■ **Exercise prompt**:
Your task is to reproduce exactly the lines from the line with "Expected: for each instance of the group" through the end of the records below.

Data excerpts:
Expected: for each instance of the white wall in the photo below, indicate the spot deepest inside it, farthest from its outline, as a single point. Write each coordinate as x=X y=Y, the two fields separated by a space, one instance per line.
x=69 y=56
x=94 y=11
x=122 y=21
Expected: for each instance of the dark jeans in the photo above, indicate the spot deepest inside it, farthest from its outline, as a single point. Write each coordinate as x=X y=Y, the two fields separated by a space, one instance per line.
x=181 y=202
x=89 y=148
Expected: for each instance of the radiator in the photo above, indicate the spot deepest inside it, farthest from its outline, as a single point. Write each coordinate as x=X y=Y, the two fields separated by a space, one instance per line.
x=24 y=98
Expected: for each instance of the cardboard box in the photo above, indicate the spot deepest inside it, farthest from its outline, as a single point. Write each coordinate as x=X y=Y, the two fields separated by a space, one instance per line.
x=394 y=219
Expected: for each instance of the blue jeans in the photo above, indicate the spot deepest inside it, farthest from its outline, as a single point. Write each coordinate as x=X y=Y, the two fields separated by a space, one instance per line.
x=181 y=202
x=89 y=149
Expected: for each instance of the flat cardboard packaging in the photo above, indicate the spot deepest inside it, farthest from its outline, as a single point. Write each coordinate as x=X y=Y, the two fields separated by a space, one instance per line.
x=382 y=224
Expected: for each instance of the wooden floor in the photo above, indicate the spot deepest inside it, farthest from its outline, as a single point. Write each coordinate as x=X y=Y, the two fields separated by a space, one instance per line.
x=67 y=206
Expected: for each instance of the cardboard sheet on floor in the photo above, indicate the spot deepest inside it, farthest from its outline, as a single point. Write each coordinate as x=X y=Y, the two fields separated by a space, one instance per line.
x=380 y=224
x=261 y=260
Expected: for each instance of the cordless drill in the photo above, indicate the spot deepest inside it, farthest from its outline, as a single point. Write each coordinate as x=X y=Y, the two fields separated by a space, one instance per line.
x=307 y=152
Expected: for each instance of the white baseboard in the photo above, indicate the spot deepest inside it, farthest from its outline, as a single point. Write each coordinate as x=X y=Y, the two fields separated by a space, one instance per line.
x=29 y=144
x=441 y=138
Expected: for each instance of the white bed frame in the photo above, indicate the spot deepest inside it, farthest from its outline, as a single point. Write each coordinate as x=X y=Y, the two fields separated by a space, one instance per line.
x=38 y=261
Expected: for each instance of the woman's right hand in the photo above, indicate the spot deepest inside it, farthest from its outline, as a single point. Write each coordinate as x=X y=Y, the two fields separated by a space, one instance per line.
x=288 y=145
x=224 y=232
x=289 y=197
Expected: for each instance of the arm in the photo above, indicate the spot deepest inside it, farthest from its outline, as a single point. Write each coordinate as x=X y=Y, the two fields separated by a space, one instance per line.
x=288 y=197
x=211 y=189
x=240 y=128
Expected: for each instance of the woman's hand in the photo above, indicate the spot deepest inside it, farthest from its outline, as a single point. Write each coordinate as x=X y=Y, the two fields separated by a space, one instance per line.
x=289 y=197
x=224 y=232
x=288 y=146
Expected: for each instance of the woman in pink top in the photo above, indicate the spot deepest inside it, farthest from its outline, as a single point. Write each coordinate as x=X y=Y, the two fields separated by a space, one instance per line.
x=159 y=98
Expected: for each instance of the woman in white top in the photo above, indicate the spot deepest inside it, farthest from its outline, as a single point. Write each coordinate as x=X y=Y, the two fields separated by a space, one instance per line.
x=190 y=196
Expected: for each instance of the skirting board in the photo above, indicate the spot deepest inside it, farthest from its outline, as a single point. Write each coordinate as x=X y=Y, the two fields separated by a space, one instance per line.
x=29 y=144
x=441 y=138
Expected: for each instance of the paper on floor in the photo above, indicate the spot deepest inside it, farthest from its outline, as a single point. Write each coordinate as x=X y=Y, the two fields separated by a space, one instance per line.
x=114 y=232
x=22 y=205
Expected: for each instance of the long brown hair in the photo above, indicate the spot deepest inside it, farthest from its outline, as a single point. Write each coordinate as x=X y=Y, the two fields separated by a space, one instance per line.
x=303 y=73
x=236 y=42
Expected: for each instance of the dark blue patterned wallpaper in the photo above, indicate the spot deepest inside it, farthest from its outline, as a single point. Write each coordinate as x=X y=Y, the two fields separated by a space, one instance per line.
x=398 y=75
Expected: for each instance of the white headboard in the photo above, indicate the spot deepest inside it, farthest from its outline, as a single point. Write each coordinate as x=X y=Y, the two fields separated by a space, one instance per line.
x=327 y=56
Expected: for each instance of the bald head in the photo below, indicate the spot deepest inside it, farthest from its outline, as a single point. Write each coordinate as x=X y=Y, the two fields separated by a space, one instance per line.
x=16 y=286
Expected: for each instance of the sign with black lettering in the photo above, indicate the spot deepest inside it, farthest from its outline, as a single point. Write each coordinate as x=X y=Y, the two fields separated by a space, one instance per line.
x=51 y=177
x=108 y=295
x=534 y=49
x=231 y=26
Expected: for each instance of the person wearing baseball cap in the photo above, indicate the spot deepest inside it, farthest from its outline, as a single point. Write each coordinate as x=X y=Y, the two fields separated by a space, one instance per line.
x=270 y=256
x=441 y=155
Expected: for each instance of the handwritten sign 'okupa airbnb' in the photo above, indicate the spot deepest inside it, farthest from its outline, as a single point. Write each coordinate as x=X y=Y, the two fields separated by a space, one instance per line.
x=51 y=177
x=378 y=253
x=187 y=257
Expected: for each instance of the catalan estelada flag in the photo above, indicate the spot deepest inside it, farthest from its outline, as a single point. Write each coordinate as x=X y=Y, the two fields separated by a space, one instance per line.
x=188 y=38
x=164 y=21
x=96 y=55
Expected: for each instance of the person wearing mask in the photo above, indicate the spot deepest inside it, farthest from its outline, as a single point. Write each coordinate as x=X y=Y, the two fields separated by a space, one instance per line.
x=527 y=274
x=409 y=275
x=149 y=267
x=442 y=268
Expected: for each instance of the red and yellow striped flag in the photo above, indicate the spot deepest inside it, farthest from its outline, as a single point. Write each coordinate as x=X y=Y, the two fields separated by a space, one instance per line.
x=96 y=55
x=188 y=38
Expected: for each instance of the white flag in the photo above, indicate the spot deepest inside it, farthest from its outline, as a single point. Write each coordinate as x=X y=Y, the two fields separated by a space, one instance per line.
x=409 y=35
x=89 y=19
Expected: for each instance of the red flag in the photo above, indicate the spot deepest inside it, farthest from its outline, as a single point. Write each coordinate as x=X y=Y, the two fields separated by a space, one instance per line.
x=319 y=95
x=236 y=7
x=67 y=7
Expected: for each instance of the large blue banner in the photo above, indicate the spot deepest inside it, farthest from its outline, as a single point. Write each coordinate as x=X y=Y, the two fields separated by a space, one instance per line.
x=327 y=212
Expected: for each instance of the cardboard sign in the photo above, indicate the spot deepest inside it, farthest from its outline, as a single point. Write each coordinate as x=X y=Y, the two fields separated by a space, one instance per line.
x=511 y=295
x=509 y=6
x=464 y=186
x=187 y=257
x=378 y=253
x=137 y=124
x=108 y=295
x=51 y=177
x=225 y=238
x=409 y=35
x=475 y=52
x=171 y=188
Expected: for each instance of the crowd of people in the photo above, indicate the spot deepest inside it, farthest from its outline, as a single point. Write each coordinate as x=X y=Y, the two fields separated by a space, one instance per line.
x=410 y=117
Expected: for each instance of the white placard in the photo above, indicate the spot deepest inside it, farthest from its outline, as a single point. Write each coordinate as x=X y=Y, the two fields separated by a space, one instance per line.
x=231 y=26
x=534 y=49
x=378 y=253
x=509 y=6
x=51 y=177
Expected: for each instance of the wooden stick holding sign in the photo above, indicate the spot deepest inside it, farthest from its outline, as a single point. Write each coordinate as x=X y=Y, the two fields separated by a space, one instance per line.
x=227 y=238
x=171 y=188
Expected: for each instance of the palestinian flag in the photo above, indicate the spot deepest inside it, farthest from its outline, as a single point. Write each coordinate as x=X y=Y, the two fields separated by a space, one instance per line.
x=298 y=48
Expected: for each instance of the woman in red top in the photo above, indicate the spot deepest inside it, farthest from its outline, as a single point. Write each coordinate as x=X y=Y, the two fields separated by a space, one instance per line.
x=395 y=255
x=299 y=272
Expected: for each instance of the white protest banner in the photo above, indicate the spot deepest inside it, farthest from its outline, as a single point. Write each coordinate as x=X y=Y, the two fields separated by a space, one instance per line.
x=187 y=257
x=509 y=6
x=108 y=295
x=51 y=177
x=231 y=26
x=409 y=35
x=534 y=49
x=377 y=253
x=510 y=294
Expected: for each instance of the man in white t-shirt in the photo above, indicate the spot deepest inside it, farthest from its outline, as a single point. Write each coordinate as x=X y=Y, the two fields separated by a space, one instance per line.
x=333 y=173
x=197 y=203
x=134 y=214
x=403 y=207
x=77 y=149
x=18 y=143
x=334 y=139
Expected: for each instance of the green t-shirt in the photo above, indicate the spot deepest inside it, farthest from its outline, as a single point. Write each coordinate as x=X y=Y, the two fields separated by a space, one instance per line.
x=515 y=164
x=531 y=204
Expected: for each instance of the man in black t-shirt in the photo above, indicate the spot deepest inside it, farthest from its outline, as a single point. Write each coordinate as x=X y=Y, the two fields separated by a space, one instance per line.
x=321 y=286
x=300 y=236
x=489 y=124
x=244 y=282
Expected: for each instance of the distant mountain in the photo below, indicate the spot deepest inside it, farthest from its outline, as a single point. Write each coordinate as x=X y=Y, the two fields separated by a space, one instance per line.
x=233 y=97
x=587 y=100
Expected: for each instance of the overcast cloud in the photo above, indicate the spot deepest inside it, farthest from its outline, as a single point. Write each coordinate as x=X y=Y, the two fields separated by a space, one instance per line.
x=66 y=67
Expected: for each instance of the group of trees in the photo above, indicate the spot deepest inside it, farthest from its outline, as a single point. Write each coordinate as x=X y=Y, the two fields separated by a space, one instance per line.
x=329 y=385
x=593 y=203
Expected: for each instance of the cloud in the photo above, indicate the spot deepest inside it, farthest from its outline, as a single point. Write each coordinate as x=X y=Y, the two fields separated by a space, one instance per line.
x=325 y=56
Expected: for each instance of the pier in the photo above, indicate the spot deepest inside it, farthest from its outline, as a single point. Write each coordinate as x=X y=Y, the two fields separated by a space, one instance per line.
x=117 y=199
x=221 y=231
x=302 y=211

■ **Finished task**:
Expected: for each instance of the group of trees in the photo above, indicate the spot deepest inside it, farthest from its outline, as a single point. Write each coordinate as x=X y=Y, the two fields separated by a space, one instance per line.
x=329 y=385
x=593 y=203
Expected: for each instance of the cloud in the photo above, indicate the spot deepest inside it, farthest from its outline, as a single point. Write each coordinate as x=X y=Y, the two fields separated by a space, one instance per line.
x=325 y=56
Expected: for each instance of the pier in the photo above, indicate the spot deepest inside it, farthest from its outline, as a single point. Write each coordinate as x=X y=Y, the two fields separated by a space, one instance per line.
x=117 y=199
x=221 y=231
x=302 y=211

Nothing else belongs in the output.